*** Data listing ***

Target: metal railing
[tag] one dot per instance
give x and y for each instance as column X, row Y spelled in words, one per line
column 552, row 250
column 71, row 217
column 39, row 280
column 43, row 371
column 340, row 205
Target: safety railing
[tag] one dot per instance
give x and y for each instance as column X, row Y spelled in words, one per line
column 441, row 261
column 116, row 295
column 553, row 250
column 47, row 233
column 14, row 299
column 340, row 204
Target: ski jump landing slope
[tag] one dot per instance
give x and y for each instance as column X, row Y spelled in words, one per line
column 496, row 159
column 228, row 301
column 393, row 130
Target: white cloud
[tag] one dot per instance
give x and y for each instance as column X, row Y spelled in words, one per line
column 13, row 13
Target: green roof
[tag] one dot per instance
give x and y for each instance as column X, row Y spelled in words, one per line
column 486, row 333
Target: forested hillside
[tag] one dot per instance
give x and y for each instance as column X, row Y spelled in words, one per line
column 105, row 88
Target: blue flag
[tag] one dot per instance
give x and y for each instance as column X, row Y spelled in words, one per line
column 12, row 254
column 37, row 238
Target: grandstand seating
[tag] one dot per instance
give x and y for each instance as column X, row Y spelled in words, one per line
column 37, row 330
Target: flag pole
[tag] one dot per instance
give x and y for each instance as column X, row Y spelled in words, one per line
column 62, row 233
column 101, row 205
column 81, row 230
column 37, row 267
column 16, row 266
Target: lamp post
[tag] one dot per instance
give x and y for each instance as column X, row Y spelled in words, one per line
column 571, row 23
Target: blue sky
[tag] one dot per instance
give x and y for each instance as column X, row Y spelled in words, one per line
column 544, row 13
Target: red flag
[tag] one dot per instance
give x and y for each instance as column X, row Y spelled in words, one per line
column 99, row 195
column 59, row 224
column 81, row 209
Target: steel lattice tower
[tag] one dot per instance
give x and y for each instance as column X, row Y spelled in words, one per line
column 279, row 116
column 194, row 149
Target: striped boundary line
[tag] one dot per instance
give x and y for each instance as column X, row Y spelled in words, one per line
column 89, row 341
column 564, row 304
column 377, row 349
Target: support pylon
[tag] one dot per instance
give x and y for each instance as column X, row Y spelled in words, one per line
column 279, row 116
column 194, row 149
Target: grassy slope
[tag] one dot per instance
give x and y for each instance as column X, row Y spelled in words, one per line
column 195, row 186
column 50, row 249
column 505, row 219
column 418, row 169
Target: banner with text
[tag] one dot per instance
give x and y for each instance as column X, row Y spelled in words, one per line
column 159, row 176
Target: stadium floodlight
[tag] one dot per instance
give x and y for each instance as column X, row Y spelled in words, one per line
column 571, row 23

*** End of Data listing ***
*** Data listing ***

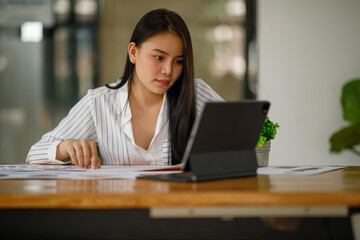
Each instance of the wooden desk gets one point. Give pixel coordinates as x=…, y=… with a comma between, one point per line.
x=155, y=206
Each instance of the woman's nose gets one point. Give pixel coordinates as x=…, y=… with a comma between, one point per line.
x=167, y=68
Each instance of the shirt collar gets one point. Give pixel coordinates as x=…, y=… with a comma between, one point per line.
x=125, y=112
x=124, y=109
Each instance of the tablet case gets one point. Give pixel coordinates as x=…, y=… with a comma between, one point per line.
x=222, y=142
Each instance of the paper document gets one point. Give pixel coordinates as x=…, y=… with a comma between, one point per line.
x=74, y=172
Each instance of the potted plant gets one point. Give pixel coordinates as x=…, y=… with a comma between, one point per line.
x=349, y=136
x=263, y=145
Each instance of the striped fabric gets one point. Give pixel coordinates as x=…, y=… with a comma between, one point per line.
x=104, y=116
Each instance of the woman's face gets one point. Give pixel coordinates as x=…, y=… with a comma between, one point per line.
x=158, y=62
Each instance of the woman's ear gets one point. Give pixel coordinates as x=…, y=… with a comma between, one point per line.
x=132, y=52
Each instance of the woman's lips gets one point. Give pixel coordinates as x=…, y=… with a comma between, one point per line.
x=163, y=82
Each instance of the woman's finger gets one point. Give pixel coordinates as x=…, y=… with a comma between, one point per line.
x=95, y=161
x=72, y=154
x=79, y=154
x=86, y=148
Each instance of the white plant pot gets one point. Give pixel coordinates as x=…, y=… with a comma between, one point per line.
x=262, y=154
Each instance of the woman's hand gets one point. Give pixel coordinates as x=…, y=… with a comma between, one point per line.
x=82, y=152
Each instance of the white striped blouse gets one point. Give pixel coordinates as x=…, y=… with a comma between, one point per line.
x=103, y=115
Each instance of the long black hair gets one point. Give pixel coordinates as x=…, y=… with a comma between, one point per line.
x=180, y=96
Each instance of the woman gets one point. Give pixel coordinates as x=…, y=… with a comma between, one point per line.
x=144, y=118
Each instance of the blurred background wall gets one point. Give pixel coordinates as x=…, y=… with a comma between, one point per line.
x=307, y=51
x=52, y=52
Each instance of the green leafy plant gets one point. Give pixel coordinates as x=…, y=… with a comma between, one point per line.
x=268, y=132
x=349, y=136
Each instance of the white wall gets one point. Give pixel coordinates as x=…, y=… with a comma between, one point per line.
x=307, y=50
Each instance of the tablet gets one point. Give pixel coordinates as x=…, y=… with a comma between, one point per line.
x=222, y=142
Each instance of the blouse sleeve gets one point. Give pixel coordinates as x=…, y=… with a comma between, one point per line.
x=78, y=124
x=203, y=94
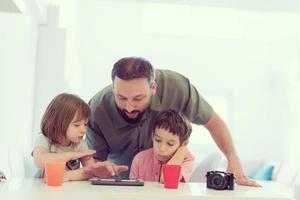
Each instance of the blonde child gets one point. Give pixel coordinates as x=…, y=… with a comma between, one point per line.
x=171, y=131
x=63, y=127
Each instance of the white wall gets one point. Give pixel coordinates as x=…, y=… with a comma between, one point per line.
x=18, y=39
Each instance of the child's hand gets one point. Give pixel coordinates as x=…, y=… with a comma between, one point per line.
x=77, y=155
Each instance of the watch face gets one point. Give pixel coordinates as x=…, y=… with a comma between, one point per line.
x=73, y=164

*** End of Data listing ***

Assigned task – In the entries above, restate word for word the lines between the one holding "Target: metal railing" and the one holding "Target: blue flag", inclusive, and nothing besides.

Expected output –
Target: metal railing
[tag] one dot per instance
give x and y for each instance as column X, row Y spelled in words, one per line
column 552, row 250
column 71, row 217
column 39, row 280
column 43, row 371
column 340, row 205
Target: safety railing
[tag] one dot per instance
give x and y for each instance as column X, row Y spelled in words, one per line
column 441, row 261
column 116, row 295
column 553, row 250
column 47, row 233
column 14, row 299
column 340, row 204
Target: ski jump landing slope
[tag] one dot per instance
give x and y for each instance as column X, row Y spelled in words, one per line
column 496, row 159
column 228, row 301
column 393, row 130
Target: white cloud
[tag] one dot per instance
give x and y for each instance as column X, row Y spelled in words, one per line
column 13, row 13
Target: green roof
[tag] one dot per instance
give x and y for each instance as column X, row Y spelled in words, one per line
column 486, row 333
Target: forested hillside
[tag] one dot per instance
give x and y for each instance as column X, row Y spelled in words, one per line
column 105, row 88
Target: blue flag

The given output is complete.